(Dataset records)
↓↓↓

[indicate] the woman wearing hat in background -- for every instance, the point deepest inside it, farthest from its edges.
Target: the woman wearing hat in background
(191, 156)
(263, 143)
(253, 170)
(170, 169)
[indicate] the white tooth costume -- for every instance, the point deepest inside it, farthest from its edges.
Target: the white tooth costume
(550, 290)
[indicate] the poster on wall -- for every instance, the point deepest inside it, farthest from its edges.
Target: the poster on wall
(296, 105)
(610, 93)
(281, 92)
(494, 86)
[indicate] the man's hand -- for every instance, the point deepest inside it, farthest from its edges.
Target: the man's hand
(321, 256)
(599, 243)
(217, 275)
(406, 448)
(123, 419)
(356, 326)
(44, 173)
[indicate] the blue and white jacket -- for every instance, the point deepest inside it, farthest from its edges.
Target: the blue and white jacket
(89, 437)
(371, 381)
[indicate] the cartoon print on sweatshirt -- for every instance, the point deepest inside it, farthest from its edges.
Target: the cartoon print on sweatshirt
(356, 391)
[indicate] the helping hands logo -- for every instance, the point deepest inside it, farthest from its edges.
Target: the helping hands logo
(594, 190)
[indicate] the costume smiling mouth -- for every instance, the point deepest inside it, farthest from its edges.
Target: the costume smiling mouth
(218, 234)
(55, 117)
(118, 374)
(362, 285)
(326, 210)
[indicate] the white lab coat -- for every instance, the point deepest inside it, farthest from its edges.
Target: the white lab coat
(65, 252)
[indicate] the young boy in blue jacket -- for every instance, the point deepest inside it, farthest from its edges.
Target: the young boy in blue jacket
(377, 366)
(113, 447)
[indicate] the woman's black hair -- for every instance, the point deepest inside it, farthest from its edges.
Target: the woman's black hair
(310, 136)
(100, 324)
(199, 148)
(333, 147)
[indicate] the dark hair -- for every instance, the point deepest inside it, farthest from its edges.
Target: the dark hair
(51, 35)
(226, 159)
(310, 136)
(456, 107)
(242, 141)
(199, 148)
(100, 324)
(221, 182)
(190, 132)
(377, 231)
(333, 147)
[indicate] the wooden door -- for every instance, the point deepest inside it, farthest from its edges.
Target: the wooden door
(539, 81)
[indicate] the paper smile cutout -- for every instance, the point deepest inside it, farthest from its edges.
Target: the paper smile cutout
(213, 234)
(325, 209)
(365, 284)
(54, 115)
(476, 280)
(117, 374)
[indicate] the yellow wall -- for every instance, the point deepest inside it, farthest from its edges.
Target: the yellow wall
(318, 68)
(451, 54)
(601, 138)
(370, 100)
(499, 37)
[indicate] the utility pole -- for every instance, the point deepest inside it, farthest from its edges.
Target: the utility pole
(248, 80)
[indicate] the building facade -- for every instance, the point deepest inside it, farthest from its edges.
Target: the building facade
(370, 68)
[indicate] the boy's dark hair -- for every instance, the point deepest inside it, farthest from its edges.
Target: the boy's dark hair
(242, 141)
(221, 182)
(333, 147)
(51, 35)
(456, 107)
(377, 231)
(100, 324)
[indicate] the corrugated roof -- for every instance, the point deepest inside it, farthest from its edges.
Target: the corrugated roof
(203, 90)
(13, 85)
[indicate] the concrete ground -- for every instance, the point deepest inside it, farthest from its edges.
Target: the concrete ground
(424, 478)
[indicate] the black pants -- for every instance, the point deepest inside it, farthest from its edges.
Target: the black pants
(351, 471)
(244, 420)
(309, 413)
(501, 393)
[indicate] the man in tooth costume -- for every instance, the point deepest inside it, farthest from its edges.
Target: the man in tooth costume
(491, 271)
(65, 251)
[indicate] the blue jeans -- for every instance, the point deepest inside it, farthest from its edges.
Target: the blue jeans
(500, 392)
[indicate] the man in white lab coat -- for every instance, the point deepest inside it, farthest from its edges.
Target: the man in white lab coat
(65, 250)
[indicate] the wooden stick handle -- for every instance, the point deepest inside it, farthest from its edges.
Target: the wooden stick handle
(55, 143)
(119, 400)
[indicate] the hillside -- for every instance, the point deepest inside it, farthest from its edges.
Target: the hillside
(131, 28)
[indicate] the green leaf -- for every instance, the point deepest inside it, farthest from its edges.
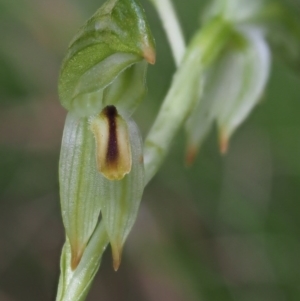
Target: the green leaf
(116, 37)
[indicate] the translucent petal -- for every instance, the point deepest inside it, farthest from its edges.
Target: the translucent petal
(120, 200)
(112, 141)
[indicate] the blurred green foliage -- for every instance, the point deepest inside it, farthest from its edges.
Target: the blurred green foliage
(226, 229)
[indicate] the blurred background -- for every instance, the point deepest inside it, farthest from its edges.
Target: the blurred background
(226, 229)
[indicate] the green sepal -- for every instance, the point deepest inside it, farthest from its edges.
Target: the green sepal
(74, 285)
(79, 190)
(114, 38)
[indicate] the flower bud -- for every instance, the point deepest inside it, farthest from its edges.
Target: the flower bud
(233, 87)
(111, 46)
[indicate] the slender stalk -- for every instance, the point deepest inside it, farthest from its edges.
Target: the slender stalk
(172, 27)
(184, 93)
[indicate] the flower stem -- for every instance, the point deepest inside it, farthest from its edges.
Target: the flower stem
(185, 92)
(172, 27)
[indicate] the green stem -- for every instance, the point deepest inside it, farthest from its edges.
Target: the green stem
(184, 93)
(172, 28)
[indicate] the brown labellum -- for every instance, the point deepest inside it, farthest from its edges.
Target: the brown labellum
(113, 151)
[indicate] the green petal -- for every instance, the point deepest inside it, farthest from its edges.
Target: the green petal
(79, 190)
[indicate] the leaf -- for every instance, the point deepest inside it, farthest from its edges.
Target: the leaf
(116, 37)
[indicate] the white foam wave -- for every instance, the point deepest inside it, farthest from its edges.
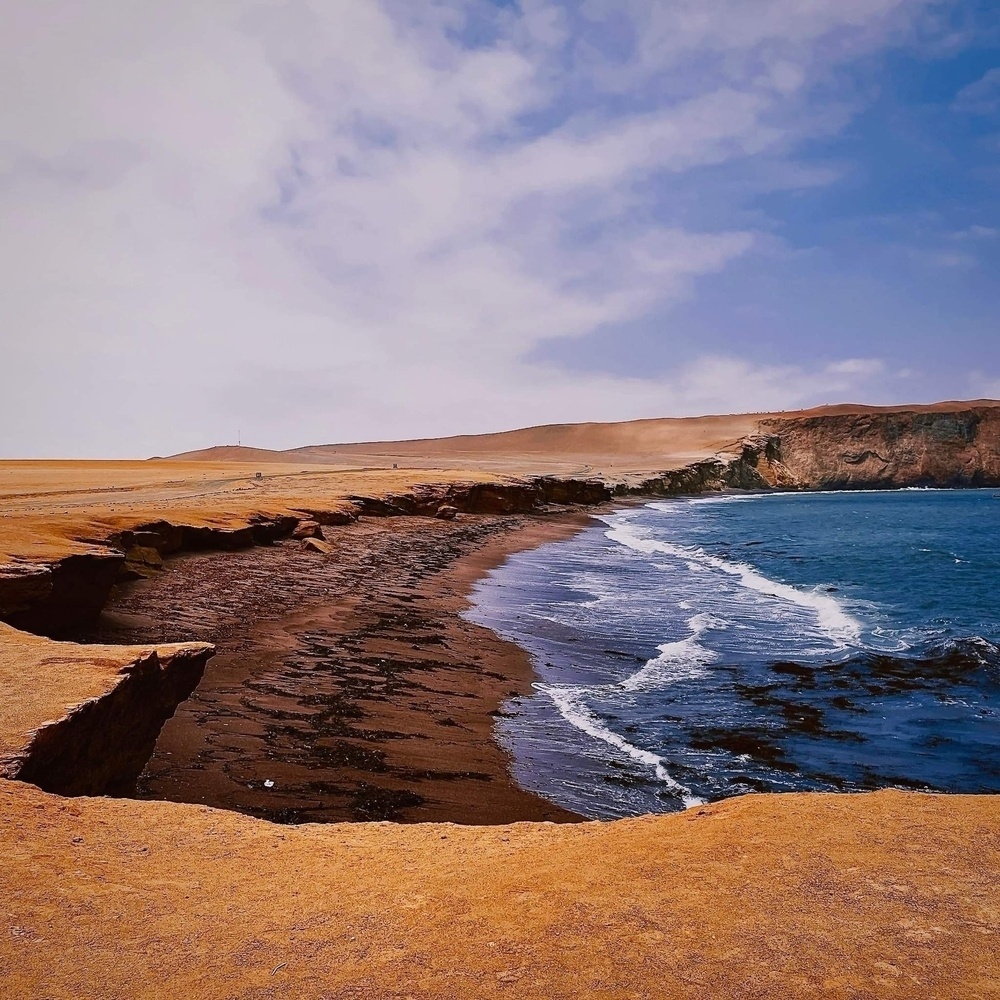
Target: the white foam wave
(684, 659)
(835, 622)
(569, 702)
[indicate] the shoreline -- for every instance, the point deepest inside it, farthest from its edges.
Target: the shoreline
(369, 696)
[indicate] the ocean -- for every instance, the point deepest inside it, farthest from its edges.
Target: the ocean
(693, 649)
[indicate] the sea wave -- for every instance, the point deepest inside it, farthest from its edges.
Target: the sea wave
(570, 703)
(839, 626)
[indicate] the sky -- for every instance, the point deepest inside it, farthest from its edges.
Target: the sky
(313, 221)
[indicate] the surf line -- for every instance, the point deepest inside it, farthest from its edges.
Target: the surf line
(569, 701)
(835, 622)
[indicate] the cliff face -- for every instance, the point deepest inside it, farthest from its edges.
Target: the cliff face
(886, 450)
(62, 598)
(83, 720)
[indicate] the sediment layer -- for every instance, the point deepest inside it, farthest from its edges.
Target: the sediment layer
(83, 720)
(345, 686)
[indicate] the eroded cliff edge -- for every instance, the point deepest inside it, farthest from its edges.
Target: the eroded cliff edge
(868, 449)
(891, 449)
(83, 720)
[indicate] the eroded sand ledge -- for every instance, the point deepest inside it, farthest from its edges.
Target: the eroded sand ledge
(885, 894)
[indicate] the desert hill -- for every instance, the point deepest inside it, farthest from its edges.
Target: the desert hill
(574, 449)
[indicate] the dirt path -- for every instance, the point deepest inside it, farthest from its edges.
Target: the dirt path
(346, 687)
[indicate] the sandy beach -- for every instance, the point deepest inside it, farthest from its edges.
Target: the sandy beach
(345, 686)
(338, 677)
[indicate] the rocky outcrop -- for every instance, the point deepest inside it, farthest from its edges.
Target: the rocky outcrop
(891, 449)
(757, 466)
(100, 746)
(60, 598)
(63, 599)
(880, 449)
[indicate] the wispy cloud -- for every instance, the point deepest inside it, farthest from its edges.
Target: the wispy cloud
(981, 97)
(324, 221)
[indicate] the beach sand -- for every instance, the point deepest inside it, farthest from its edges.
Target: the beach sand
(348, 681)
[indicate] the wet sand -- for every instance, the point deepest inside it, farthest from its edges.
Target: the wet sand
(346, 686)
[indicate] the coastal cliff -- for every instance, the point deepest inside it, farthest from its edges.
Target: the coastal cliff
(886, 450)
(868, 448)
(83, 720)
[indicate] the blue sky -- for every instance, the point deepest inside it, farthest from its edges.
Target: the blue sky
(339, 221)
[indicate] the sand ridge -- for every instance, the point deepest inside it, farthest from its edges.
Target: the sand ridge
(840, 896)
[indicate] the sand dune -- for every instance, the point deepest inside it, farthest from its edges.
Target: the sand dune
(627, 446)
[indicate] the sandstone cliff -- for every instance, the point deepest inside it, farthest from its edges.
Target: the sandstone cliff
(880, 450)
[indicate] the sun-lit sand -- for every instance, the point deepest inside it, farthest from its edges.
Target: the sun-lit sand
(893, 894)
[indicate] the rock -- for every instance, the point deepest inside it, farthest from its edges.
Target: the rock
(307, 529)
(140, 561)
(317, 545)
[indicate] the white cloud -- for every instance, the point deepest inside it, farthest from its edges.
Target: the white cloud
(865, 367)
(326, 221)
(981, 97)
(984, 386)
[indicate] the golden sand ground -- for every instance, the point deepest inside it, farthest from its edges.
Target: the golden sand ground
(886, 895)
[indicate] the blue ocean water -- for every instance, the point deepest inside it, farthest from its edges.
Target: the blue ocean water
(698, 648)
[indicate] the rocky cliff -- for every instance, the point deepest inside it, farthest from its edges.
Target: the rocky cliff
(867, 449)
(889, 449)
(83, 720)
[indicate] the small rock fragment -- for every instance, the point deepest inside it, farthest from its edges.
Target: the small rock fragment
(317, 545)
(307, 529)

↑↑↑

Retype exactly the lines above, from the one with "[indicate] the wet" through the one with "[indicate] the blue sky", inclusive.

- **RESULT OF THE EXERCISE**
[indicate] the wet sand -- for every instance, the point deepest inside it, farthest from its edges.
Target: the wet sand
(346, 686)
[indicate] the coastal cliff -- for every instance, the point deepest inside it, farthest from its edges.
Target: the coastal cliff
(886, 450)
(868, 448)
(83, 720)
[indicate] the blue sky -- for every instance, the point deepest inside it, farthest from its edges.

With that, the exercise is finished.